■ Dokument źródłowy:
Kompromitujące Błędy w Ekspertyzie Technicznej – analiza przypadku

Opublikowano: 18 września 2023 Czas czytania: 10 minut

Jako właściciel firmy Inblock, specjalizującej się w naprawach konstrukcji za pomocą technologii iniekcji ciśnieniowej często otrzymuję zapytania ofertowe na wykonanie remontu w oparciu o opracowaną przez ekspertów Ekspertyzę Techniczną.

W omawianym w tym artykule przykładzie tak właśnie było, jednak muszę przyznać, że jeszcze nigdy nie dostałem ekspertyzy tak błędnej, tak nieprawdziwej i obfitującej w bzdury. Wydaje mi się, że autorzy tego dokumentu całkowicie nie wiedzieli, jak poradzić sobie z sytuacją, biegali z aparatem fotografując każdą nawet suchą plamę na ścianie i z ogromem frustracji starali się pewnie zrozumieć o co w tym garażu chodzi. I jedno jest dla mnie pewne – nie podołali, nie zrozumieli i nie dowieźli. A wszelkie działania oraz wnioski i zalecenia kategorycznie ich kompromitują.

Kiedy ekspertyza techniczna jest potrzebna?

Ekspertyza techniczna to bardzo pomocny element budownictwa i utrzymania infrastruktury, szczególnie w sytuacji wątpliwości, sporu, przejmowania obiektu od innego właściciela. Zwykle taki dokument pozwala na ustalenie faktycznej sytuacji, diagnozowanie problemów i ustalanie sposobów ich naprawy. Dlatego jest kluczowe, aby ekspertyzy były przeprowadzane rzetelnie i kompleksowo, uwzględniając wszystkie istotne czynniki.

W przypadku odkrycia przecieków do garażu podziemnego, odnalezienie ich przyczyn jest kluczowym elementem. To dzięki poprawnie przeprowadzonej analizie (czasem wręcz przeprowadzam dedukcję) mogę zaproponować właściwą i ekonomicznie uzasadnioną technologię naprawy. Izolacja przeciwwodna odpowiada za zapobieganie przeciekom wody, wilgoci oraz wpływa na efektywność energetyczną budynku. W moim artykule omówię nie tylko błędy w przedmiotowej ekspertyzie, ale także podkreślę, dlaczego moje analizy mogą być lepsze dla Klientów.

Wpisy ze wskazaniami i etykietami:
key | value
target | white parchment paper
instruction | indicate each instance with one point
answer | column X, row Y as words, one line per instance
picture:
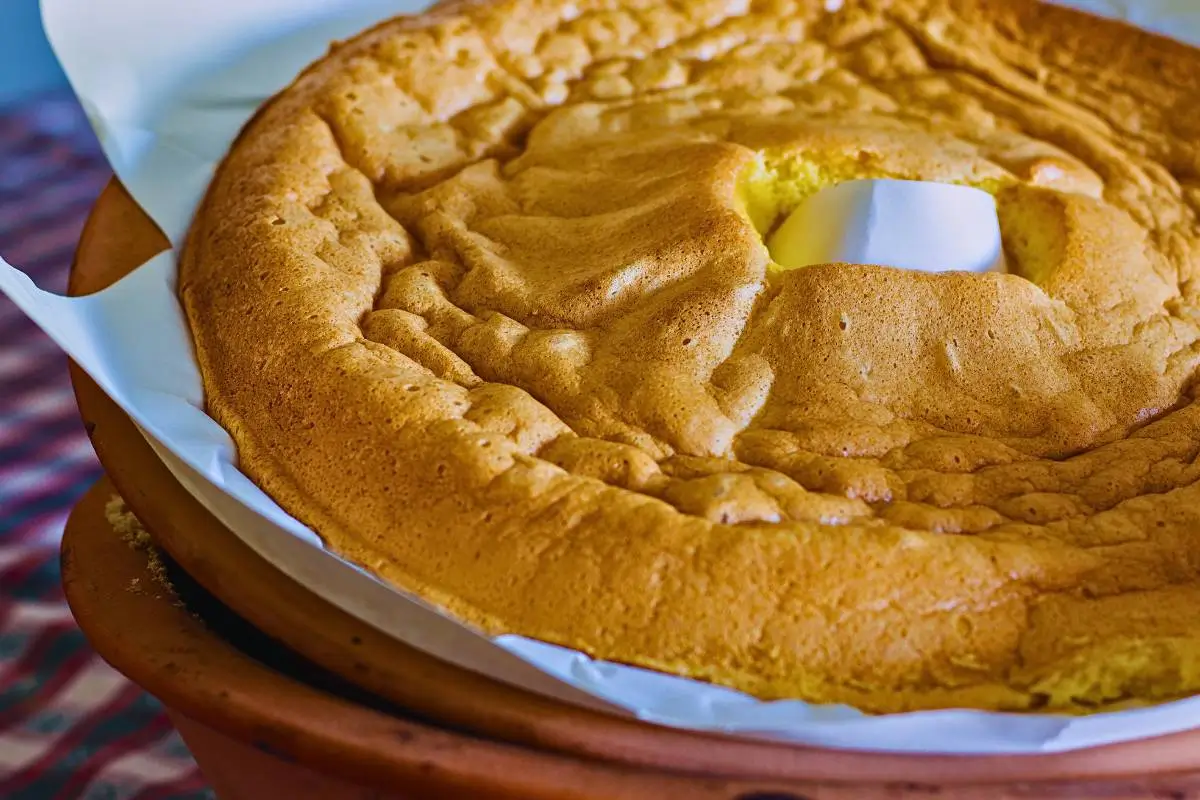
column 167, row 85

■ Zestaw zadań:
a – Jaką technologią firma Inblock naprawia konstrukcje według artykułu o błędach w ekspertyzie technicznej?
b – Kontynuuj artykuł o błędach w ekspertyzie technicznej, zaczynając tuż po jego ostatnim zdaniu.

■ Lista odpowiedzi:
a – Technologią iniekcji ciśnieniowej.

b –
W skrócie? W swoich opracowaniach nie tylko opisuję stan konstrukcji z identyfikacją uszkodzeń, ale podaję rozwiązania i jestem ich tak pewien, że podejmuje się przeprowadzenia remontu. Mój dokument „Informacja Techniczna” zawiera opis sytuacji, opis technologii naprawy oraz ofertę na wykonanie opisanych napraw. Komplet. Tu, przedmiotowa ekspertyza nie dość, że nie oferuje wykonawstwa, to jest jeszcze całkowicie błędna. Zostawiła zamawiającego nie tylko z niczym, ale z całkowicie błędną świadomością o własnym garażu podziemnym. To absurd, którego naprawdę wcześniej nie widziałem.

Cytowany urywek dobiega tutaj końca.